== Exercise instructions ==
Rewrite the material below, putting "detection model" wherever "localization model" appears and keeping everything else the same. Omit the pictures from your version.

--

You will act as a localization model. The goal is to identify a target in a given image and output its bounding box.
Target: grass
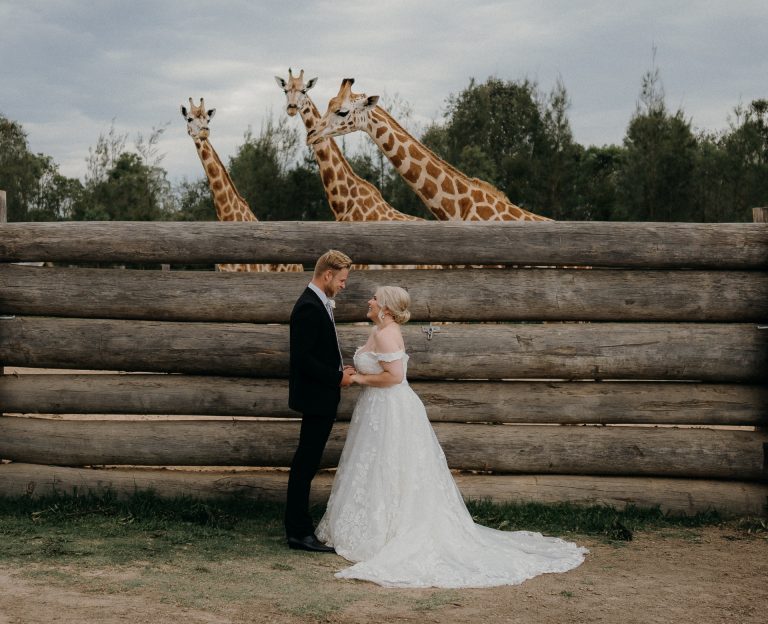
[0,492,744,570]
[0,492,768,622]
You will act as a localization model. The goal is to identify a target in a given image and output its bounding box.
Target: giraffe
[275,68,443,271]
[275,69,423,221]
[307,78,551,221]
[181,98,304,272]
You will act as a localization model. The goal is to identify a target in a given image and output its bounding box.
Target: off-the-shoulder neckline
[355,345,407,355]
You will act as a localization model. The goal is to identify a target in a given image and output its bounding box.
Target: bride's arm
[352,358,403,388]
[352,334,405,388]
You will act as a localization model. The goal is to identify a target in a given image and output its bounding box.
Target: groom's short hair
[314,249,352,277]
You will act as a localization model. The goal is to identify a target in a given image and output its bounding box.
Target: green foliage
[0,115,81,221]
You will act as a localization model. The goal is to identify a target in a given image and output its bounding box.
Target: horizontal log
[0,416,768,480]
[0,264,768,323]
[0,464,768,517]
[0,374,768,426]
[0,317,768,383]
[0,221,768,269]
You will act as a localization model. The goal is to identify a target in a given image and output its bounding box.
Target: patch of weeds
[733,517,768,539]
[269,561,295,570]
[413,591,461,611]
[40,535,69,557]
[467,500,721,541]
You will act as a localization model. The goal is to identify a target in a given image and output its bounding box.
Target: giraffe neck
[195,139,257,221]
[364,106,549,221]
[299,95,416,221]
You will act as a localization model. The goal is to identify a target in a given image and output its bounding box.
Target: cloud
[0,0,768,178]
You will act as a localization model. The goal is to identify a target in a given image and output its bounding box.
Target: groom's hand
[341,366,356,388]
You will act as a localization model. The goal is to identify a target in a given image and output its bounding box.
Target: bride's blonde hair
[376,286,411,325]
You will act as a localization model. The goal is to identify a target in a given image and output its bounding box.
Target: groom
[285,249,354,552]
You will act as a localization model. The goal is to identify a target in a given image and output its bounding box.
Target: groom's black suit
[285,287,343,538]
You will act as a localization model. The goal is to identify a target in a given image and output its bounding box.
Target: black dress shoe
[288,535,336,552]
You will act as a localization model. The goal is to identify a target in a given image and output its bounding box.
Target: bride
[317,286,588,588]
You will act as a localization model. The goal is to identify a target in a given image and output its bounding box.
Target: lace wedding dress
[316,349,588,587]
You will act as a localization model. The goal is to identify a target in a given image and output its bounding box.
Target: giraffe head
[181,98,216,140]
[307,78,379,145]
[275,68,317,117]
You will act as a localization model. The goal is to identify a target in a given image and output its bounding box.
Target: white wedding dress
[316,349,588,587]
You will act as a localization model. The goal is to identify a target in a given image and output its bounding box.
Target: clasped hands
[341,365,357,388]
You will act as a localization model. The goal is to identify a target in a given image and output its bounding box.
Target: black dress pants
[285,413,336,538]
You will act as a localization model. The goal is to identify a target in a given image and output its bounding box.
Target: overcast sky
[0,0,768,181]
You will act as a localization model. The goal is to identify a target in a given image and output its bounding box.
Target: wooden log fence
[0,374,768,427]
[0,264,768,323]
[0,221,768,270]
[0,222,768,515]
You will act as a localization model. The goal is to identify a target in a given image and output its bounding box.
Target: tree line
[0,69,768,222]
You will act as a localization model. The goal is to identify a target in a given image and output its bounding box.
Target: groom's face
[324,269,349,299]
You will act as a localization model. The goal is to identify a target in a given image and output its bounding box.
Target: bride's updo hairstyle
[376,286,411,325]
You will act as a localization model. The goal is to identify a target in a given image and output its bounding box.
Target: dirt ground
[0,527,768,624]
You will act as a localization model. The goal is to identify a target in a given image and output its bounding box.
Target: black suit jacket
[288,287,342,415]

--

== Response to this task ==
You will act as a detection model. The goal is to identify a target in a given image and output its bounding box.
Target: grass
[0,492,744,570]
[0,492,768,622]
You will act as a detection model. The goal is to identify a target in a given image and output its bounding box.
Target: giraffe
[275,68,443,271]
[275,69,423,221]
[307,78,551,221]
[181,98,304,272]
You will act as a detection model. The goal is to identify a target in a given image and output its bounding box.
Target: off-the-shoulder neckline
[355,345,407,355]
You will act as a detection model. The goal is to identify a target in a given image and output its bounding box.
Target: bride's arm
[352,358,403,388]
[352,334,405,388]
You will act as a detection model. The goal is to identify a target in a given image and output its bounding box.
Target: groom's short hair
[314,249,352,277]
You will act as a detection model. The goal is to identify a target in a given image and output its bounding box.
Target: green foliage
[0,115,81,221]
You will act as a detection model. The goal is to identify a target in a given image and output its bounding box.
Target: horizontal log
[0,416,768,480]
[0,264,768,323]
[0,464,768,517]
[0,374,768,426]
[0,317,768,383]
[0,221,768,269]
You will act as a detection model. The goal is to identify a target in a given image and output its bounding box.
Target: patch of weeds
[733,517,768,539]
[269,561,295,570]
[413,591,461,611]
[40,535,69,557]
[467,500,721,541]
You will act as a detection model. The goal is to identify a target in a given image and output its bounding box.
Target: giraffe neck
[195,139,257,221]
[364,106,549,221]
[299,95,416,221]
You will act as a detection model. The goal is to identify a target in a given image and output its bounding box.
Target: cloud
[0,0,768,178]
You will act as a detection model. The goal is to identify a target in a given image and output its bounding box.
Target: groom's hand
[341,366,356,388]
You will act as a detection model. The goal is to identify a target in a given image and output its bounding box.
Target: bride's blonde hair
[376,286,411,325]
You will act as a detection model. The goal is to identify a target in a given image and output its bounding box.
Target: groom
[285,249,354,552]
You will act as a detection model. The goal is to identify a target in a given image and output its bounding box.
Target: groom's black suit
[285,287,343,538]
You will act as a detection model. The goal is to identify a target in a given image and output its bounding box.
Target: black dress shoe
[288,535,336,552]
You will act as a detection model. The goal is to identify a target in a given image and output its bounding box.
Target: bride
[317,286,588,588]
You will act as a detection model. The goal is to identify a target in a given image and output its bounding box.
Target: lace wedding dress
[316,349,588,587]
You will act as a detection model. The goal is to identify a target in a given image and output its bounding box.
Target: giraffe head
[181,98,216,140]
[307,78,379,145]
[275,68,317,117]
You will act as a detection model. The goal is to identify a target in a given image and output its bounding box.
Target: white wedding dress
[316,349,588,587]
You will act as a detection model. The goal is to identify a target in a given image and output its bounding box.
Target: clasped hands
[341,365,357,388]
You will act as a detection model. The goal is to identify a target in a given image and output its bounding box.
Target: black dress pants
[285,413,336,538]
You will act as a detection model. The goal is to identify a target in a given image and output its bounding box.
Target: overcast sky
[0,0,768,181]
You will act as a detection model. The goal is to identify a target in a given image and output its bounding box.
Target: wooden log fence
[0,374,768,427]
[0,264,768,323]
[0,221,768,270]
[0,222,768,515]
You will act as a detection model. The goal is to identify a target in a given image and output its bounding box.
Target: tree line
[0,69,768,222]
You will act as a detection model. The goal is to identify a target in a given image and output its bounding box.
Target: groom's face
[324,269,349,299]
You will act as a detection model. The goal is to identify a target in a given image and output its bounding box.
Target: bride's updo hairstyle
[376,286,411,325]
You will act as a detection model. The goal is to identify a target in a given image and output its bounding box.
Target: dirt ground
[0,527,768,624]
You will act as a detection model. The goal is to identify a target in a given image and output its bounding box.
Target: black suit jacket
[288,287,342,415]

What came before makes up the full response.